On Tue, 2018-09-04 at 17:31 +0800, Bin Meng wrote:
Hi Lukas,
On Tue, Sep 4, 2018 at 5:39 AM Auer, Lukas lukas.auer@aisec.fraunhofer.de wrote:
On Thu, 2018-08-30 at 00:54 -0700, Bin Meng wrote:
This adds QEMU RISC-V 'virt' board target support, with the hope of helping people easily test U-Boot on RISC-V.
The QEMU virt machine models a generic RISC-V virtual machine with support for the VirtIO standard networking and block storage devices. It has CLINT, PLIC, 16550A UART devices in addition to VirtIO and it also uses device-tree to pass configuration information to guest software. It implements RISC-V privileged architecture spec v1.10.
Both 32-bit and 64-bit builds are supported. Support is pretty much preliminary, only booting to U-Boot shell with the UART driver on a single core. Booting Linux is not supported yet.
For your information and to avoid duplicate work, I am working on a patch set that improves RISC-V support in u-boot. I am currently able to boot Linux on a multi-core setup in QEMU, but they are not quite ready to submit yet.

------------------------------------

> **Task instructions**:
1. According to the email, which version of the RISC-V privileged architecture spec does the QEMU virt machine implement?
2. Please print the email's text starting at "Both 32-bit and" and ending at "to submit yet.".
The rows that follow have no connection to the email.

------------------------------------

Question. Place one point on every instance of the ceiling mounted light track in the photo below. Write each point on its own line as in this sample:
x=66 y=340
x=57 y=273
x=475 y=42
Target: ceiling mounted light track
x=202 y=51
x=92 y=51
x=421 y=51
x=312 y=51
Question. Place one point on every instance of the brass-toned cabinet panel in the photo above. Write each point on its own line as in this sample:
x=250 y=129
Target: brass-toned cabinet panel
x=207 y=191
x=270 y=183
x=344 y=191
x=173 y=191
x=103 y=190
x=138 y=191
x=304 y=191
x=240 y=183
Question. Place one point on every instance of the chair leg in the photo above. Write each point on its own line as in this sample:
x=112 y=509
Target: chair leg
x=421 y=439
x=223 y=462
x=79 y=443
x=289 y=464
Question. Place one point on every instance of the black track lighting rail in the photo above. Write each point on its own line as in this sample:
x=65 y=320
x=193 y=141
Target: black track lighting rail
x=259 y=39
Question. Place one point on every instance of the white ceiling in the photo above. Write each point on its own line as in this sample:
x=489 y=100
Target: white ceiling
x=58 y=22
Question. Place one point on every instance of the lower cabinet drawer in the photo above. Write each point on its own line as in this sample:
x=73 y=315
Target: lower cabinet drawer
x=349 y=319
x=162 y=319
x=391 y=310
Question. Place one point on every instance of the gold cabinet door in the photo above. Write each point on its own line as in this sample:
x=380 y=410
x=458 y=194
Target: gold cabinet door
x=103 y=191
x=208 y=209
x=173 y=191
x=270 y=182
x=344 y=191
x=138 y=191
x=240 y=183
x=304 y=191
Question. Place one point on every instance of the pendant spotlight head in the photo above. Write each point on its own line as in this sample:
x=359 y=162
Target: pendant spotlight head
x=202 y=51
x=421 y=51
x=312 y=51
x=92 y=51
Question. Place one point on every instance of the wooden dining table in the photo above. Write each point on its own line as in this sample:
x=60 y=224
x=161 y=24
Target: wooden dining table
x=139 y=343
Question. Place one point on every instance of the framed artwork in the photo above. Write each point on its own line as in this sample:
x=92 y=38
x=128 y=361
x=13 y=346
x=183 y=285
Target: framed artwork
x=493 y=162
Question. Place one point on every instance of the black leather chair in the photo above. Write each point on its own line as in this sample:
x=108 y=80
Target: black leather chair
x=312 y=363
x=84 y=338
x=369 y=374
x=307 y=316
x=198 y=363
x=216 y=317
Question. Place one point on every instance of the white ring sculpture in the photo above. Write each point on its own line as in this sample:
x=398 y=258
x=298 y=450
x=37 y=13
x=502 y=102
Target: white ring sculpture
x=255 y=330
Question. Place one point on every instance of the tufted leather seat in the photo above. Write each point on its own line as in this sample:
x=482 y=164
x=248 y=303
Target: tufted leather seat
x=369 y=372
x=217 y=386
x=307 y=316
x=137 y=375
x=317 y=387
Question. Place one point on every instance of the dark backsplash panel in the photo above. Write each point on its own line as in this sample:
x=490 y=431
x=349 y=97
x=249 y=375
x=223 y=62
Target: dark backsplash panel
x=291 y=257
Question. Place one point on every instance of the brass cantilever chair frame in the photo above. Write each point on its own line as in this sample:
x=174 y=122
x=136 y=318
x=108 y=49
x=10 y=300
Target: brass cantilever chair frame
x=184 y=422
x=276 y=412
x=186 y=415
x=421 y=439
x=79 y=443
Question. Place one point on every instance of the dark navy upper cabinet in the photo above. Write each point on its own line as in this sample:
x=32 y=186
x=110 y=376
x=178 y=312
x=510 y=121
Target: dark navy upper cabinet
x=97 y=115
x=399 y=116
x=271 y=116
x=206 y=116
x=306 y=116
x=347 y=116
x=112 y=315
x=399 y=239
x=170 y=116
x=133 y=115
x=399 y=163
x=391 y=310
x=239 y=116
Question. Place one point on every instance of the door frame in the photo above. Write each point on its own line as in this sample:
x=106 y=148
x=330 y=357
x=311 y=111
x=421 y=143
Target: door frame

------------------------------------

> **Results**:
1. Version 1.10.

2.
Both 32-bit and 64-bit builds are supported. Support is pretty much preliminary, only booting to U-Boot shell with the UART driver on a single core. Booting Linux is not supported yet.
For your information and to avoid duplicate work, I am working on a patch set that improves RISC-V support in u-boot. I am currently able to boot Linux on a multi-core setup in QEMU, but they are not quite ready to submit yet.